## Text:
Oil and Gas Industry
Today I will summarize all the analysis on the oil and gas industry that I read in Finimize Premium. Finimize, along with Quartz, are the best newsletter on business updates and analysis/strategy right now to me
Overall, The industry has experienced some of the biggest changes in its entire history over the past decade: “peak oil demand” due to 2 recent trends
- The shale revolution in the US unlock a massive amount of oil that experts previously thought was too expensive to extract
- The cost of renewable energy plummeted thanks to greater innovation and scale, helping reduce the world’s reliance on traditional fossil fuels to meet its energy needs
The four key parts of energy value chain
- Upstream: Companies look for reserves and extracts oil and gas once they’ve found. Key factors determining profits: production volume, prices and operational efficiency
- Downstream: Companies convert those above products into usable products such as fuel, plastic and petrochemicals. Key factors determining profits: market output and input price, utilization rate
- Midstream: The ones who link the two Upstream and Downstream together, storing and transporting oil and gas across networks of pipelines, railroads, trucks,.. It also transports finished products to end users. Key factors determining profits: volume
- Oilfield services: Companies provide equipment and services that help upstream companies explore for and extract oil and gas
The shift in Supplies
From 1859 to present, the most prominent and conventional way to drill oil is using a steam engine to drill into an oil reservoir and pumping its contents up to the surface. This method is divided into 2 types
- Onshore: production on land
- Offshore: production beneath the seabed
It’s simple, then it’s the cheapest way to produce oil. However, there is a new way emerging and changing the supply landscape: natural gas. It is produced virtually the same way as oil, but less environmental-damage. An example of its is shale production in the US
The changes in demand
Overall, it’s likely that it will decline deeply in the future.

## Data supplied:

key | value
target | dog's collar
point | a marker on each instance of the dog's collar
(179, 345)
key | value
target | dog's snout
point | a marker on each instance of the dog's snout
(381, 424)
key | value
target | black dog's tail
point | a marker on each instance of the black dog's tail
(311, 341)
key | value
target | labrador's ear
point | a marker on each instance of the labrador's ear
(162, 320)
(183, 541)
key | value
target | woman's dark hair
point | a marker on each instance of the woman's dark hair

==

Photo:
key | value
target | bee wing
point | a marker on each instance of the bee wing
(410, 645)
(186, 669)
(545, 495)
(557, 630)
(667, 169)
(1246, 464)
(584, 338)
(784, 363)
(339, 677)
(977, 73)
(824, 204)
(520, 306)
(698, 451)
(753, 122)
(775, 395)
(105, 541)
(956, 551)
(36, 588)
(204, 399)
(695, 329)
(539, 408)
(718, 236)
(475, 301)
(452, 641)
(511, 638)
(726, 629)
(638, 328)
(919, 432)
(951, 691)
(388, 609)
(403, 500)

## Work instructions:
[1] Pull out every line of the entries that contains the word "black".
[2] Keep writing the oil and gas industry summary, picking up after its last sentence.

## Exercise answers:
[1]
target | black dog's tail
point | a marker on each instance of the black dog's tail

[2]
- Oil: Two most important outputs of refined oil are gasoline and diesel, which are principally transport fuels, then transportation is the single most important factor in the demand equation (>50% world demand). It is facing an emerging threat from EVs
- Gas: The single largest use of natural gas is electricity generation and heating in residential and commercial buildings (>⅔ world demand). The use is mainly driven by the power sector with a fast transitioning towards renewables.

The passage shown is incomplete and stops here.